*Passage provided*
Concert Performances:  Los Angeles, California (May 31, 1991)
Down

[Leo plays "William Powell"]

[Applause]

[Leo plays "Shortwave"]

[Applause]

LEO:

Thank you.  It's time that I spoke.  I say this just about every night that I'm playing after just about the second tune because I've learned if I wait any longer than that, tension grows in the crowd.  And we could demonstrate that right now if I just stopped in the middle of one of these sentences.  And it's there.  It waits.  It goes away after a while, but only if the act says a few words I think.  And it really doesn't matter obviously -- at least it doesn't appear to matter to me -- what the act is saying as long as he or she sways something.  So that's what I'm doing this for.   I'm obviating any need for recovery from the kind of tesnion that grows into outright hostility within about three or four tunes.  And it usually works, but sometimes you can't tell outdoors.

There's usually a bigger crowd over in the boats.  It's cold over there though.  [To audience member:] Oh.  Hi.  Thanks for coming.  I'd like to play...this is something traditional.  It's entirely, well, except for a fragment, this is all stolen from people like Sam Magee.

[Leo plays "Last Steam Engine Train/Stealing" medley]

[Applause]

LEO:

This is a song that I've been doing here for about -- how many times? I can't even -- six, I must have played it six times.   And I keep telling myself that I'm far too hip for this song, but it's obviously not the case.  It's a wonderful tune, it's been a hit three times, I really can't get enough of it.  The problem is with the lyrics which are so filled with glee that it's really kind of unethical. [Leo plays the introduction to "Mona Ray" then stops]  Wrong song.  Let me play that though.

[Leo plays "Mona Ray"].

[Applause]

LEO:

[After a pause where he's reading something on stage:]  Sorry to read a long note like that.  I think it's for the bass player anyhow.

I have to admit that my fantasies when I was a kid all had to do with sonar.  I wanted to be -- I wanted to live in a submarine and operate the sonar gear.  So I joined the Navy when I was 17.  Now that I'm out of the Navy, which I achieved in four months, which may be a record, I wonder how that could have been the pinnacle of my fantasies.  I don't understand.  Which leads me back to this song that I'm too hip for.  I was too square for the Navy.

[Leo plays "Rings"]

[Applause]

LEO:

[As audience members yells out requests:]  Which?  You know, I'm the only guy I know who [scuba] dove in Boston harbour.  I've met other people who dive but...

AUDIENCE MEMBER:

Why aren't you dead?

LEO:

I could be, it's hard for me to tell.

[Leo plays"Airproofing II"]

[Applause]

LEO:

Thank you. [Audience members yells out request] Yeah, I will, I'll do that.

*Stored data*
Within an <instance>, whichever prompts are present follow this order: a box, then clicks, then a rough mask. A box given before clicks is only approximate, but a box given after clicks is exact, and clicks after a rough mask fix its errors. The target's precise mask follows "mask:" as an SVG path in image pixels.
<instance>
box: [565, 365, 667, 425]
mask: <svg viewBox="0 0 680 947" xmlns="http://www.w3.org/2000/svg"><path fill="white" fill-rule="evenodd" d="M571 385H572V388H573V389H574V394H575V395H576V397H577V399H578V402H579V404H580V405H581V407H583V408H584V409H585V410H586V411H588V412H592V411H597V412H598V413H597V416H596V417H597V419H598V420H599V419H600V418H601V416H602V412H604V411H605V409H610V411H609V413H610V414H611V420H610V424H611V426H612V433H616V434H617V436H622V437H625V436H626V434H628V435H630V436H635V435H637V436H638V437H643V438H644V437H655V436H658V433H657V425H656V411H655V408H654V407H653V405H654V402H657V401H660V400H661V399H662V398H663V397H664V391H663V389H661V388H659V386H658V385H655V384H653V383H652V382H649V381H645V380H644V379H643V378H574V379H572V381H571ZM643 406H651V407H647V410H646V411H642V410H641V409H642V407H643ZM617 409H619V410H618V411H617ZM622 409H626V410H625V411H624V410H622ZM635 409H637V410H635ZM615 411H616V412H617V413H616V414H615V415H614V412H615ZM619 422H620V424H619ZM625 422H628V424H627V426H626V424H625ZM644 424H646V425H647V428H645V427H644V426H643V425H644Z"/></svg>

*Work order 1*
In the concert transcript, rewrite the paragraph beginning "I have to admit that my fantasies" more briefly, keeping its main facts.
*Work order 2*
Quote the concert transcript from "This is a song" up to and including "bass player anyhow.".
The data were drawn from a source separate from the concert transcript.

*Answer box 1*
As a kid, Leo dreamed of living in a submarine and operating the sonar gear, so he joined the Navy at 17. He got out in four months, possibly a record, and now wonders how that could have been the height of his fantasies. That leads him back to the song he is too hip for, since he was too square for the Navy.

*Answer box 2*
This is a song that I've been doing here for about -- how many times? I can't even -- six, I must have played it six times.   And I keep telling myself that I'm far too hip for this song, but it's obviously not the case.  It's a wonderful tune, it's been a hit three times, I really can't get enough of it.  The problem is with the lyrics which are so filled with glee that it's really kind of unethical. [Leo plays the introduction to "Mona Ray" then stops]  Wrong song.  Let me play that though.

[Leo plays "Mona Ray"].

[Applause]

LEO:

[After a pause where he's reading something on stage:]  Sorry to read a long note like that.  I think it's for the bass player anyhow.